- **Aim of the task**: From the passage on power in world politics, extract the stretch from "Many political leaders" through "way to lose.", copying it word for word.

- **Extract to read**:
########

- |Forum Futures
- |Ford Policy Forum
- |Forum on Higher Education Finance
Power comes in many guises. Although we may believe that the United States is the only superpower in a unipolar world, in reality the distribution of power resources in the contemporary information age varies greatly across different issues. Power always depends on its context—requiring a far more complex analysis than first meets the eye. World politics has become like a three-dimensional chess game in which one can win only by playing vertically as well as horizontally. On the top board of classic military issues, the United States is indeed the only superpower with global military might and reach, and it makes sense to speak in traditional terms of unipolarity or hegemony. However, on the middle board of interstate economic issues, the distribution is multipolar. For example, the United States cannot obtain the outcomes it wants on trade, antitrust, or financial regulation issues without the agreement of the European Union, Japan, China, and others. It makes little sense to call this American hegemony.
On the bottom board of transnational issues such as terrorism, international crime, climate change, and the spread of infectious diseases, power is widely distributed and chaotically organized among state and nonstate actors. It makes no sense at all to call this a unipolar world or an American empire—despite the claims of propagandists on the right and left.
Many political leaders still focus almost entirely on military assets and classic military solutions—the top board. They mistake the necessary for the sufficient and are one-dimensional players in a three-dimensional game. In the long term, that is the way to lose.
To obtain favorable outcomes on the other boards—particularly the bottom, transnational board—the use of soft power assets is often required. Soft power rests on the ability to shape the preferences of others. A country may obtain the outcomes it wants in world politics because other countries—admiring its values, emulating its example, aspiring to its level of prosperity and openness—want to follow it. In this sense, it is also important to set the agenda and attract others in world politics, and not just force them to change by threatening military force or economic sanctions. This soft power—getting others to want the outcomes you want—co-opts people rather than coerces them.

########

- **Entries shown**:
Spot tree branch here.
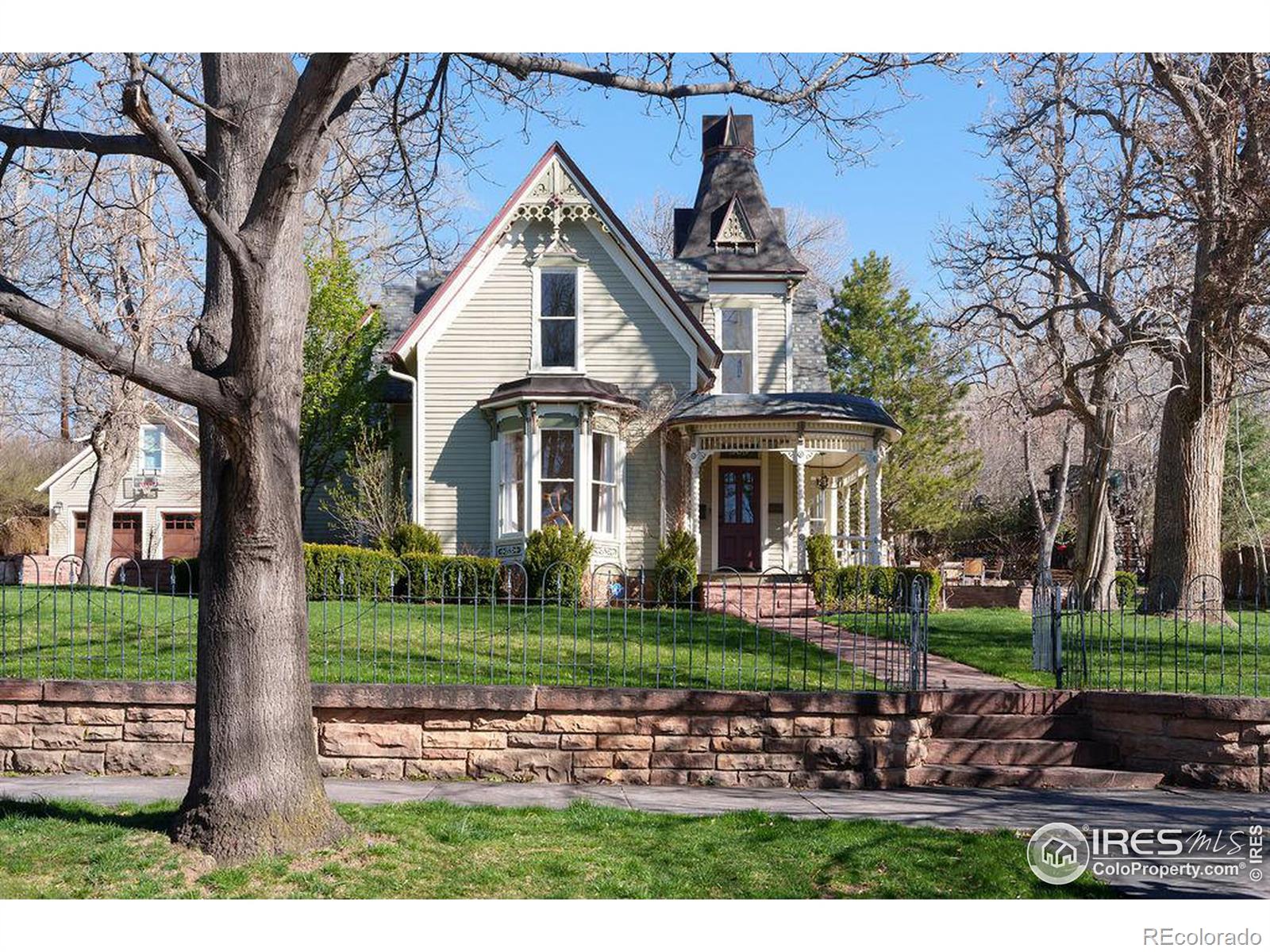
[0,277,237,416]
[0,125,207,178]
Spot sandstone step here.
[932,713,1088,740]
[926,738,1115,766]
[908,764,1164,789]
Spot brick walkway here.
[762,616,1035,690]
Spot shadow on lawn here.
[0,800,175,834]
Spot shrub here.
[806,532,838,574]
[305,542,402,598]
[379,522,441,556]
[1111,571,1138,605]
[398,552,503,601]
[814,565,940,611]
[525,525,595,603]
[168,556,198,595]
[806,533,838,607]
[650,529,697,605]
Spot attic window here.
[714,195,754,248]
[536,268,580,370]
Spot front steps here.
[906,692,1164,789]
[701,576,819,622]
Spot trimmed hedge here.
[811,565,941,611]
[650,529,697,605]
[379,522,441,556]
[305,542,402,599]
[398,552,503,601]
[525,525,595,605]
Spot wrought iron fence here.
[0,556,929,690]
[1033,575,1270,696]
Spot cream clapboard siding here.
[423,224,692,565]
[706,281,787,393]
[48,425,199,559]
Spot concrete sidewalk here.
[0,774,1270,899]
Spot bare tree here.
[942,55,1176,601]
[0,53,940,858]
[1022,421,1072,586]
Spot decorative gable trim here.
[710,192,757,248]
[389,142,722,375]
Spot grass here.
[827,608,1270,694]
[0,801,1113,899]
[0,586,880,690]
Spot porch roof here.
[667,392,903,434]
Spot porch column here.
[864,449,881,565]
[838,480,851,565]
[684,436,710,571]
[781,436,817,573]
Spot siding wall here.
[48,428,199,559]
[421,224,692,566]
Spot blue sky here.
[452,70,1002,303]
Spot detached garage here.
[40,410,201,560]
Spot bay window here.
[538,429,575,528]
[591,433,618,536]
[498,430,525,536]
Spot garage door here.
[75,512,141,559]
[163,512,199,559]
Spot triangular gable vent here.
[713,195,754,246]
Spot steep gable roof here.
[675,112,806,275]
[386,142,722,375]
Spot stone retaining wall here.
[0,681,1270,791]
[1081,690,1270,792]
[0,681,936,789]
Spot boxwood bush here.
[398,552,503,603]
[525,525,595,605]
[648,529,697,605]
[811,565,940,611]
[381,522,441,555]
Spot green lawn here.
[0,801,1113,899]
[828,608,1270,694]
[0,586,879,690]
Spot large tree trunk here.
[1072,366,1119,607]
[1148,351,1230,611]
[173,53,345,859]
[80,388,141,585]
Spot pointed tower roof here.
[675,109,806,274]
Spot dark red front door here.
[719,466,762,571]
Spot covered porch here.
[663,393,899,573]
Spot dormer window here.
[535,267,582,372]
[141,425,163,472]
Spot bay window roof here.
[476,373,639,408]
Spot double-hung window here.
[538,268,578,370]
[538,429,576,528]
[591,433,618,536]
[498,432,525,536]
[719,307,754,393]
[141,427,163,472]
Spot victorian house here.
[381,113,899,573]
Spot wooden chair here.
[961,559,987,585]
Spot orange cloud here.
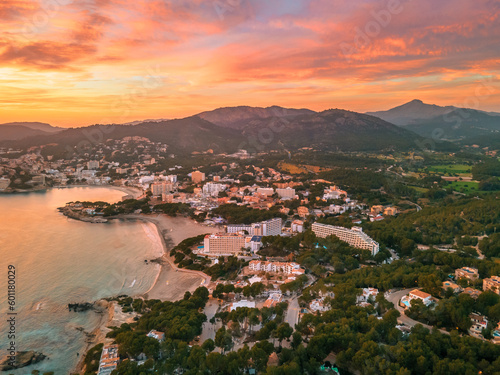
[0,0,500,126]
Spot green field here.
[408,185,429,193]
[446,181,479,194]
[427,164,472,174]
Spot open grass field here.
[408,185,429,194]
[446,181,479,194]
[427,164,472,174]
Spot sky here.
[0,0,500,127]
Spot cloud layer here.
[0,0,500,126]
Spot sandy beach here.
[76,213,219,373]
[119,214,218,301]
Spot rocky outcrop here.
[0,350,47,371]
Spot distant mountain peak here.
[197,105,316,129]
[367,99,457,126]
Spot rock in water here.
[0,350,47,371]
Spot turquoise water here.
[0,187,162,375]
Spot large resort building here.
[203,233,246,256]
[455,267,479,280]
[226,217,283,236]
[483,276,500,295]
[312,223,380,255]
[248,260,304,275]
[97,345,120,375]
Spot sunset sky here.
[0,0,500,127]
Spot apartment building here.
[312,223,380,255]
[147,329,165,342]
[248,260,304,275]
[483,276,500,295]
[323,186,347,200]
[297,206,309,217]
[292,220,304,233]
[87,160,99,169]
[455,267,479,280]
[202,182,226,196]
[191,171,205,184]
[276,187,295,199]
[151,182,174,197]
[226,217,283,236]
[257,188,274,197]
[203,233,246,256]
[97,345,120,375]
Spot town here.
[0,137,500,374]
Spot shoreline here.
[0,184,142,199]
[73,214,217,373]
[111,214,217,301]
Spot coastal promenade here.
[118,214,217,301]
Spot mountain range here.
[0,100,500,153]
[367,100,500,142]
[0,122,64,141]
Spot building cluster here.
[248,260,304,275]
[400,289,434,309]
[97,345,120,375]
[312,223,380,255]
[199,218,283,256]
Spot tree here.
[292,331,302,349]
[248,312,260,333]
[201,339,215,353]
[276,322,293,348]
[215,327,233,354]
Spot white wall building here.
[276,187,295,199]
[312,223,380,255]
[226,217,283,236]
[202,182,226,197]
[257,188,274,197]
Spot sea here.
[0,187,163,375]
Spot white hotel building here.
[248,260,304,275]
[226,217,283,236]
[312,223,380,255]
[203,233,246,256]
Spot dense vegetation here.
[170,234,245,280]
[212,204,286,224]
[365,197,500,255]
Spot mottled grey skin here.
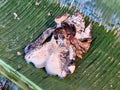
[24,28,55,54]
[25,28,75,78]
[24,13,91,78]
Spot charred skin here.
[24,13,92,78]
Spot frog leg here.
[54,13,70,27]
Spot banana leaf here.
[0,0,120,90]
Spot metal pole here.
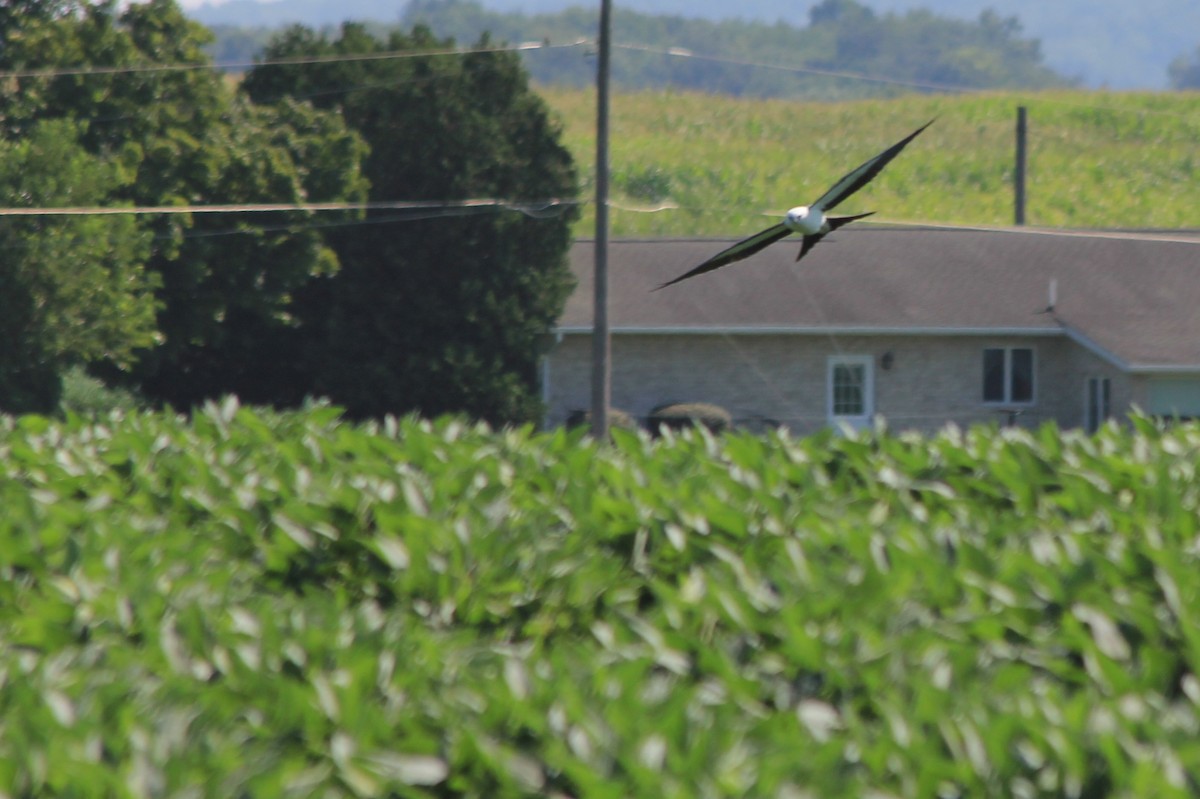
[592,0,612,441]
[1013,106,1026,226]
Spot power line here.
[613,44,982,94]
[0,38,592,80]
[0,198,583,217]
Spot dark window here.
[983,349,1004,402]
[1084,378,1112,433]
[983,347,1033,403]
[1008,349,1033,402]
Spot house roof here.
[559,224,1200,371]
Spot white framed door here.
[826,355,875,429]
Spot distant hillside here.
[532,90,1200,236]
[182,0,1200,89]
[199,0,1073,100]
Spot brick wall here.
[544,335,1132,434]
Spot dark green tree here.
[0,121,156,413]
[242,24,577,422]
[0,0,366,407]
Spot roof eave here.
[554,325,1064,337]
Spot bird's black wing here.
[796,233,826,260]
[654,222,792,292]
[809,120,934,211]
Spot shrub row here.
[0,402,1200,798]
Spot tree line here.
[0,0,577,422]
[214,0,1076,100]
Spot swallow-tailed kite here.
[654,120,934,292]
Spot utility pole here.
[592,0,612,441]
[1013,106,1026,226]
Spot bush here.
[566,408,637,429]
[647,402,733,433]
[59,366,145,416]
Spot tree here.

########

- **Exercise output**:
Many political leaders still focus almost entirely on military assets and classic military solutions—the top board. They mistake the necessary for the sufficient and are one-dimensional players in a three-dimensional game. In the long term, that is the way to lose.